Job: Output the material below in its entirety, exactly as given.

═══ Recorded data

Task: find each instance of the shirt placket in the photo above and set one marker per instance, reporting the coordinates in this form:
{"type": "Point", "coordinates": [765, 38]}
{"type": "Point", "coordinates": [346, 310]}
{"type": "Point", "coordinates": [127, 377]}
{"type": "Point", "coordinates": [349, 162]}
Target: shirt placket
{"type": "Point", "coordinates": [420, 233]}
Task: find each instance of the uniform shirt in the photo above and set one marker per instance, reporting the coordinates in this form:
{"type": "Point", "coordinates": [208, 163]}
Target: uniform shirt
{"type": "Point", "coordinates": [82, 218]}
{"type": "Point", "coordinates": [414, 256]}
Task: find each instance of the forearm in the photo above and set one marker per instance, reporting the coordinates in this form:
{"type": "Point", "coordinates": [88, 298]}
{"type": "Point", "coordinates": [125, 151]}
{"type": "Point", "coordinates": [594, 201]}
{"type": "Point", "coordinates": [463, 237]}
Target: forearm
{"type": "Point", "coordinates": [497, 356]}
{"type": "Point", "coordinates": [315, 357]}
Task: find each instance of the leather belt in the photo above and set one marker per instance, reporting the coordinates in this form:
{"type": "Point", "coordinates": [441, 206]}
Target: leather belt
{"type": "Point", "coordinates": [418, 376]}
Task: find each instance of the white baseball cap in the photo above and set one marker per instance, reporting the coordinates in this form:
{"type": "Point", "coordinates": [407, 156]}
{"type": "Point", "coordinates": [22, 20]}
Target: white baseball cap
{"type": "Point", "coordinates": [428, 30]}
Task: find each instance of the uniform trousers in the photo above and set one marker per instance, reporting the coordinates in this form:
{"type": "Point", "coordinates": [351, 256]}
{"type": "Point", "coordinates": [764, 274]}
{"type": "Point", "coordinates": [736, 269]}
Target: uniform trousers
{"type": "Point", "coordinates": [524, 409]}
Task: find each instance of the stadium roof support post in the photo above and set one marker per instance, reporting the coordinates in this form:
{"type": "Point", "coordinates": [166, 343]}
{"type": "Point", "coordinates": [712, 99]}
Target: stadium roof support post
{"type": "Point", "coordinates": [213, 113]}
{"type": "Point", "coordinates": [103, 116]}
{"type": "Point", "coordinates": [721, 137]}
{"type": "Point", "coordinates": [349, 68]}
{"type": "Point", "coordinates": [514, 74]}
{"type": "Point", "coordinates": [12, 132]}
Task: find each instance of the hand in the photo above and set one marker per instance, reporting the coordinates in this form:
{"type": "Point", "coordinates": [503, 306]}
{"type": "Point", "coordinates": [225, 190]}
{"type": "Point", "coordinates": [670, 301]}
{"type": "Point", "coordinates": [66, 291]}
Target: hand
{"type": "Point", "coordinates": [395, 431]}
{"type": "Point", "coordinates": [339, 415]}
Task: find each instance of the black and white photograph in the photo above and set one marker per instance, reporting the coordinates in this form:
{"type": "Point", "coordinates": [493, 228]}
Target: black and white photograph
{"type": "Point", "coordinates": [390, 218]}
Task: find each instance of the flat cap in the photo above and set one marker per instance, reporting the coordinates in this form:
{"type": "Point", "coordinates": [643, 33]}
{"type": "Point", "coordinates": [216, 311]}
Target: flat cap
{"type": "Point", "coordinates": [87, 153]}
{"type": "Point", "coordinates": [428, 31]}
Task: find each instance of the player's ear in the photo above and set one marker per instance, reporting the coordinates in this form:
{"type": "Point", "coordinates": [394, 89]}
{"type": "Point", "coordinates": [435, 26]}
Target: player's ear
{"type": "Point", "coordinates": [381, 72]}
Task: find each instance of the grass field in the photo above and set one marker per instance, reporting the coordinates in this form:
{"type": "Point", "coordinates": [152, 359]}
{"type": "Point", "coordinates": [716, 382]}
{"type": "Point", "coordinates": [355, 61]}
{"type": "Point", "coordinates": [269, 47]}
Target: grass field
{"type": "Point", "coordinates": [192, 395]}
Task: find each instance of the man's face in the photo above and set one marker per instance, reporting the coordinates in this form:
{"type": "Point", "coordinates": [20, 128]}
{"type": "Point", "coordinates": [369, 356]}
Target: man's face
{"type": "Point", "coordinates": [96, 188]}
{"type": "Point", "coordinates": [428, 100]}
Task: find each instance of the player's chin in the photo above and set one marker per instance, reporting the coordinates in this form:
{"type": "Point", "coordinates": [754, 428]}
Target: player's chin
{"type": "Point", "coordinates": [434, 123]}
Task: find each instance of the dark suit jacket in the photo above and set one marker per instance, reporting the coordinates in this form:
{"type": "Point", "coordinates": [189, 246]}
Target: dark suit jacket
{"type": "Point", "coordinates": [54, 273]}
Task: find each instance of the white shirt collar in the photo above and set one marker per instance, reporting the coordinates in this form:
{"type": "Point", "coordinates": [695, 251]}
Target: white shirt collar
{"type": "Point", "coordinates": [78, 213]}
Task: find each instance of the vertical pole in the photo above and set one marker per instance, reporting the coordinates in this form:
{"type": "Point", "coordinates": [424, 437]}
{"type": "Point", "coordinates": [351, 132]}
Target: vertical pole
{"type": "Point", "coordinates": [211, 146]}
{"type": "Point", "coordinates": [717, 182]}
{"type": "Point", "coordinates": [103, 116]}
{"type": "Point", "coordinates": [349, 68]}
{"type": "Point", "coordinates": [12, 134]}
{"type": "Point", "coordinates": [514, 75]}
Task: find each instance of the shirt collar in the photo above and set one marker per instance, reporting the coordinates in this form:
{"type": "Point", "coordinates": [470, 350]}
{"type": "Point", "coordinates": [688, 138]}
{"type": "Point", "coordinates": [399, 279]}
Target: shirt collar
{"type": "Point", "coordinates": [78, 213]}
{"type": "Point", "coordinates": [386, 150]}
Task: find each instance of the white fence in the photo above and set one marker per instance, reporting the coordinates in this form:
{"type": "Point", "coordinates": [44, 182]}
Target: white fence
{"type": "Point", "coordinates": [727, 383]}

══════

Solution:
Task: find each instance of the shirt placket in the photo above and set one marker per instance, reporting the coordinates in this form:
{"type": "Point", "coordinates": [765, 38]}
{"type": "Point", "coordinates": [346, 310]}
{"type": "Point", "coordinates": [127, 377]}
{"type": "Point", "coordinates": [349, 162]}
Target: shirt placket
{"type": "Point", "coordinates": [420, 233]}
Task: find each instance of the uniform shirt in the photo above and set one marker per instance, reporting the coordinates in this form:
{"type": "Point", "coordinates": [208, 163]}
Target: uniform shirt
{"type": "Point", "coordinates": [82, 218]}
{"type": "Point", "coordinates": [414, 256]}
Task: find each instance of the forearm in the photo above and set one marker per instance, reporting the coordinates in this form:
{"type": "Point", "coordinates": [88, 298]}
{"type": "Point", "coordinates": [125, 151]}
{"type": "Point", "coordinates": [594, 201]}
{"type": "Point", "coordinates": [463, 237]}
Target: forearm
{"type": "Point", "coordinates": [497, 356]}
{"type": "Point", "coordinates": [315, 357]}
Task: find each instance of the leather belt in the photo above and set one marker per instance, reporting the coordinates in this form:
{"type": "Point", "coordinates": [441, 206]}
Target: leather belt
{"type": "Point", "coordinates": [418, 376]}
Task: find each instance of the white baseball cap in the photo above and set one marker per instance, reporting the coordinates in this form:
{"type": "Point", "coordinates": [407, 156]}
{"type": "Point", "coordinates": [22, 20]}
Target: white baseball cap
{"type": "Point", "coordinates": [428, 30]}
Task: find each instance of the uniform trousers in the photo above and set one marker per instance, reporting the coordinates in this form:
{"type": "Point", "coordinates": [351, 256]}
{"type": "Point", "coordinates": [764, 274]}
{"type": "Point", "coordinates": [736, 269]}
Target: uniform trousers
{"type": "Point", "coordinates": [524, 409]}
Task: find each instance of the stadium roof support post in the photo above and set one marker per instance, reporting the coordinates in this form:
{"type": "Point", "coordinates": [166, 343]}
{"type": "Point", "coordinates": [712, 99]}
Target: stadium roof support post
{"type": "Point", "coordinates": [213, 113]}
{"type": "Point", "coordinates": [103, 116]}
{"type": "Point", "coordinates": [721, 137]}
{"type": "Point", "coordinates": [349, 68]}
{"type": "Point", "coordinates": [514, 74]}
{"type": "Point", "coordinates": [12, 132]}
Task: find each instance of the hand in the photo above and set one marker per instance, reporting the coordinates in this form:
{"type": "Point", "coordinates": [503, 306]}
{"type": "Point", "coordinates": [225, 190]}
{"type": "Point", "coordinates": [670, 301]}
{"type": "Point", "coordinates": [66, 291]}
Target: hand
{"type": "Point", "coordinates": [395, 431]}
{"type": "Point", "coordinates": [339, 415]}
Task: find each instance of the black and white photograph in the photo above and set one marker per instance, reporting the coordinates in this form:
{"type": "Point", "coordinates": [493, 228]}
Target: black and white photograph
{"type": "Point", "coordinates": [390, 218]}
Task: find each instance of the flat cap in the photo above and set one marker per instance, reporting the coordinates in this form:
{"type": "Point", "coordinates": [643, 33]}
{"type": "Point", "coordinates": [216, 311]}
Target: flat cap
{"type": "Point", "coordinates": [87, 153]}
{"type": "Point", "coordinates": [428, 31]}
Task: find each instance of the player's ear in the photo above and set one marker per instance, reporting the coordinates in this form:
{"type": "Point", "coordinates": [394, 89]}
{"type": "Point", "coordinates": [435, 26]}
Target: player's ear
{"type": "Point", "coordinates": [381, 72]}
Task: find each instance of the grass field in the photo above and set one marker per instance, reporting the coordinates in this form:
{"type": "Point", "coordinates": [152, 359]}
{"type": "Point", "coordinates": [716, 382]}
{"type": "Point", "coordinates": [355, 61]}
{"type": "Point", "coordinates": [269, 47]}
Target: grass field
{"type": "Point", "coordinates": [192, 395]}
Task: find each instance of the man's face in the photo above and set one marker per instance, reporting the coordinates in this form:
{"type": "Point", "coordinates": [20, 128]}
{"type": "Point", "coordinates": [369, 356]}
Target: man's face
{"type": "Point", "coordinates": [96, 188]}
{"type": "Point", "coordinates": [428, 100]}
Task: find each instance of the player's chin in the photo above and set one marker per instance, reporting the coordinates in this form:
{"type": "Point", "coordinates": [754, 428]}
Target: player's chin
{"type": "Point", "coordinates": [434, 123]}
Task: find each instance of the dark suit jacket in the photo above and set one marker per instance, reporting the coordinates in this form:
{"type": "Point", "coordinates": [189, 246]}
Target: dark suit jacket
{"type": "Point", "coordinates": [54, 273]}
Task: find each instance of the white shirt collar in the photo above and set one marker per instance, reporting the coordinates in this form:
{"type": "Point", "coordinates": [695, 251]}
Target: white shirt collar
{"type": "Point", "coordinates": [78, 213]}
Task: find each instance of the vertical pole in the photo above and set one marker per instance, reporting the coordinates in this form:
{"type": "Point", "coordinates": [424, 437]}
{"type": "Point", "coordinates": [351, 132]}
Target: vertical pole
{"type": "Point", "coordinates": [211, 146]}
{"type": "Point", "coordinates": [717, 182]}
{"type": "Point", "coordinates": [103, 116]}
{"type": "Point", "coordinates": [349, 68]}
{"type": "Point", "coordinates": [12, 134]}
{"type": "Point", "coordinates": [514, 75]}
Task: find each instance of the shirt collar in the photo above and set one marker per instance, reporting the coordinates in this form:
{"type": "Point", "coordinates": [470, 350]}
{"type": "Point", "coordinates": [688, 138]}
{"type": "Point", "coordinates": [399, 279]}
Target: shirt collar
{"type": "Point", "coordinates": [78, 213]}
{"type": "Point", "coordinates": [386, 150]}
Task: find each instance of the white fence in the photo above and set one marker per instance, reporting the coordinates in this form:
{"type": "Point", "coordinates": [44, 182]}
Target: white fence
{"type": "Point", "coordinates": [727, 383]}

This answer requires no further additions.